## EXCERPTED TEXT
##############################

Try to reproduce but some issues occur

yizhidamiaomiao commented 2 years ago

I run the command "./train.sh 0 se model_se"

The issue is """"""""""""""""""""""""""""""""" Preprocessing: 0%| | 0/11572 [00:00<?, ?it/s] Traceback (most recent call last): File "src/cdiffuse/preprocess.py", line 140, in main(parser.parse_args()) File "src/cdiffuse/preprocess.py", line 120, in main list(tqdm(executor.map(spec_transform, filenames, repeat(args.dir), repeat(args.outdir)), desc='Preprocessing', total=len(filenames))) File "/home/tiger/.local/lib/python3.7/site-packages/tqdm/std.py", line 1195, in iter for obj in iterable: File "/usr/lib/python3.7/concurrent/futures/process.py", line 476, in _chain_from_iterable_of_lists for element in iterable: File "/usr/lib/python3.7/concurrent/futures/_base.py", line 586, in result_iterator yield fs.pop().result() File "/usr/lib/python3.7/concurrent/futures/_base.py", line 432, in result return self.get_result() File "/usr/lib/python3.7/concurrent/futures/_base.py", line 384, in get_result raise self._exception concurrent.futures.process.BrokenProcessPool: A process in the process pool was terminated abruptly while the future was running or pending. """"""""""""""""""""""""""""""""" How to solve this?

##############################

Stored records

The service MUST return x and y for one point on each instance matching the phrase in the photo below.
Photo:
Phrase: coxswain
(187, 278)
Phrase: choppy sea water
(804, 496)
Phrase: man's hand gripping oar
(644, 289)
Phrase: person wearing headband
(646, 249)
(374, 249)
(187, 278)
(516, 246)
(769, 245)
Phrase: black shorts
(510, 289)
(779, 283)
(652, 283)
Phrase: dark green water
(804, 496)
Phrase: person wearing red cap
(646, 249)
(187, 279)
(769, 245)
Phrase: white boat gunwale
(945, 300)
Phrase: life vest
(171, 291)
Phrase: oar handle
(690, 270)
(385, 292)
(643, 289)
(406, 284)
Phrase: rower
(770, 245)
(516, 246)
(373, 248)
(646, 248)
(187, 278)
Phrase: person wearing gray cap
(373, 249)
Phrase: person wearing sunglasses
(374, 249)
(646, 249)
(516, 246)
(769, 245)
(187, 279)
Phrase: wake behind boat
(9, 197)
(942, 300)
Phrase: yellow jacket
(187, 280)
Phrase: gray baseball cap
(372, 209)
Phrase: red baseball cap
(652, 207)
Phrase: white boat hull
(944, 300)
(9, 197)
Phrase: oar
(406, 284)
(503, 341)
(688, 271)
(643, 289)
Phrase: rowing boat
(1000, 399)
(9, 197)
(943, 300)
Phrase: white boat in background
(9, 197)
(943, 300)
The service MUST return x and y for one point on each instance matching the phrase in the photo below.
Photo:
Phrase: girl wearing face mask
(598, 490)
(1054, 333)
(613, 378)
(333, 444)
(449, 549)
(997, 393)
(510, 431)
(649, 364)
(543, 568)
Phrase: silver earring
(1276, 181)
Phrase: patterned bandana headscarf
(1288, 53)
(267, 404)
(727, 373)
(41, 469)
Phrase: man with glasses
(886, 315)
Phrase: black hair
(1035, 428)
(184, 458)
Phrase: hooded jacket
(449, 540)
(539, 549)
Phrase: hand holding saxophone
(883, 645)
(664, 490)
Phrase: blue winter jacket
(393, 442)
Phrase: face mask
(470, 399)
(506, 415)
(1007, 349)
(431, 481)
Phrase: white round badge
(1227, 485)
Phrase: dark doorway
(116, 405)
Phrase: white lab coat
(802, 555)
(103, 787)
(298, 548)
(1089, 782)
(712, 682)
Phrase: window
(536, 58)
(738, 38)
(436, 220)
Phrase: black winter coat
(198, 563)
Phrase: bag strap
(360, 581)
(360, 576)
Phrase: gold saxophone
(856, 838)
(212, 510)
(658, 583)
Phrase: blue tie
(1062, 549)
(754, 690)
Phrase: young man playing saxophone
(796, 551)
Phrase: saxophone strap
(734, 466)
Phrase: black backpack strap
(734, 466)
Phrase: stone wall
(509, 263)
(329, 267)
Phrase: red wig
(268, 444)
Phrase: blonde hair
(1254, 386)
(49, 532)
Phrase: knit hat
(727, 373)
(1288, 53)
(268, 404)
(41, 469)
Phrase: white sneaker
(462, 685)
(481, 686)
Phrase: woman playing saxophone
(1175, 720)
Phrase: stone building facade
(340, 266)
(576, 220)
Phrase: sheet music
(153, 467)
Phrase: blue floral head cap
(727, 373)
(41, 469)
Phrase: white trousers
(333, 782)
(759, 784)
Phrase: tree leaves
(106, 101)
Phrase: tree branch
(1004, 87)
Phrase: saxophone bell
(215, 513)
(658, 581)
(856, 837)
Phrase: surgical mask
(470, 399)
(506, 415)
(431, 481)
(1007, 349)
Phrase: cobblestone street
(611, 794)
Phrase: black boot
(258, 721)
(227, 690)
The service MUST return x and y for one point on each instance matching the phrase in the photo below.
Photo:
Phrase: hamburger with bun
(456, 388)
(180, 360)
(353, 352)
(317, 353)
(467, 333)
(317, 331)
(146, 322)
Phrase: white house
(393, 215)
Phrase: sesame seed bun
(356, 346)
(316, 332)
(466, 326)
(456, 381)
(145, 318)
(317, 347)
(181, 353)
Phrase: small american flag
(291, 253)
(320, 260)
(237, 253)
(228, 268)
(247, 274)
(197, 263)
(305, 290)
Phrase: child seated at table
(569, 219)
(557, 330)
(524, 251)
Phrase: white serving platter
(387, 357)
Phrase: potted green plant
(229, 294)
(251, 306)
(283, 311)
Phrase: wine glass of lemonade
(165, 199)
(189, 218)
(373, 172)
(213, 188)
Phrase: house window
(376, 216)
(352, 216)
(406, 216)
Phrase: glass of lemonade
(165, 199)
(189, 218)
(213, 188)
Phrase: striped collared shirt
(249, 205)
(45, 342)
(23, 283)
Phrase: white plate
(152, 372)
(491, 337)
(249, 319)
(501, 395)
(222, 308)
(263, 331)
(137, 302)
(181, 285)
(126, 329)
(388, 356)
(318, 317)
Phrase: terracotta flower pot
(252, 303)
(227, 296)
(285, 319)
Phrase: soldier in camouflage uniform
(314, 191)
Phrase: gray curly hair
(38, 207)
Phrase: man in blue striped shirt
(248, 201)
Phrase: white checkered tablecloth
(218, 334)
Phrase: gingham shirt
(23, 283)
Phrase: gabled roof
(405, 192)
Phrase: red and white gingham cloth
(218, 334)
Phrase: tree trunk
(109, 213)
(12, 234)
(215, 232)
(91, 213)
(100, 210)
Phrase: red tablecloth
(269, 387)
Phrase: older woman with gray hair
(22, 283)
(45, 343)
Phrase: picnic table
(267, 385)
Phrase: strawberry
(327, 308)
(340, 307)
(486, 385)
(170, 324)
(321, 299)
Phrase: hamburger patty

##############################

## REQUEST
Answer from the bug report, one line each:
1. Which command did the poster run?
2. How many files does the preprocessing progress bar list in total?
3. What exception is raised at the end of the traceback?
The stored data plays no part in this.

## THE ANSWER
1. ./train.sh 0 se model_se
2. 11572
3. concurrent.futures.process.BrokenProcessPool